After locating the line containing "You are given a photograph. For the white shell", transcribe that line and all following lines exactly, stopping only at the end of the records.

RECORDS |
= = = = =

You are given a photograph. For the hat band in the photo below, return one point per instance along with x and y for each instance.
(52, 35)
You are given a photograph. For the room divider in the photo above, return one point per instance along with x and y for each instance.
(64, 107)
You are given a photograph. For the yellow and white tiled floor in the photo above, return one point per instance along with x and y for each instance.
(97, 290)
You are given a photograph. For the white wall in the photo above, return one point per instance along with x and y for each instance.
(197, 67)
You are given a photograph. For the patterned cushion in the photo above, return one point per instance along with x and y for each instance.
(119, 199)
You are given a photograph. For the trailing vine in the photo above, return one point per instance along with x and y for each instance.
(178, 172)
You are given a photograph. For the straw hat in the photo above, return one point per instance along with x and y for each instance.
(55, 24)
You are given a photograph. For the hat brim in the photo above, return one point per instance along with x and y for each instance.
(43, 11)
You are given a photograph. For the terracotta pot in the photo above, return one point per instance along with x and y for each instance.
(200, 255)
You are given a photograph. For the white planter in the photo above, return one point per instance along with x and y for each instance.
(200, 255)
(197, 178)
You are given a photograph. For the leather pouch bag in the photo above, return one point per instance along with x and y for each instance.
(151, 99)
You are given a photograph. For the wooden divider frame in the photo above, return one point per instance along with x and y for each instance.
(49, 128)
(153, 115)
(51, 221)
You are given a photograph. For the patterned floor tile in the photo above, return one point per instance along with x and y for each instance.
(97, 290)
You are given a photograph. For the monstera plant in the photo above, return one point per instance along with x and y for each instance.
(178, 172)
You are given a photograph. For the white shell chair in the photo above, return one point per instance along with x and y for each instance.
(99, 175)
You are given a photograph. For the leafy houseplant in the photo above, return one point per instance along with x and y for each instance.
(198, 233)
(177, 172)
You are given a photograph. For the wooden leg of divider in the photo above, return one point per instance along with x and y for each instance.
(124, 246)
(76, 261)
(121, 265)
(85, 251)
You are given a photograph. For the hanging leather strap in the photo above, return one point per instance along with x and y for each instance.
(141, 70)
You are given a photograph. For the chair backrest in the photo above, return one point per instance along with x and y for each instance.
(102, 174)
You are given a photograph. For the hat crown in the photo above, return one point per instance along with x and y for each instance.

= = = = =

RESPONSE TO THE EXERCISE |
You are given a photograph. For the white shell chair in the photo above, return one point per instance along with x and y for each instance.
(99, 175)
You are given a photograph. For the leafy houseplant in the photo above, return one point per instance along with x and y for each instance.
(198, 233)
(177, 172)
You are given a photograph. For the wooden leg of divider in the photo above, return one point per instance along with x and y for each instance.
(124, 246)
(76, 261)
(121, 265)
(85, 251)
You are given a photograph. For the hanging leather strap in the photo above, return one point per instance along with x and y for each instance.
(141, 70)
You are given a photograph. For the chair backrest in the photo above, return one point per instance along with x and y for each instance.
(102, 174)
You are given a photograph. For the hat crown in the photo above, return one point per instance along with x and y for each instance.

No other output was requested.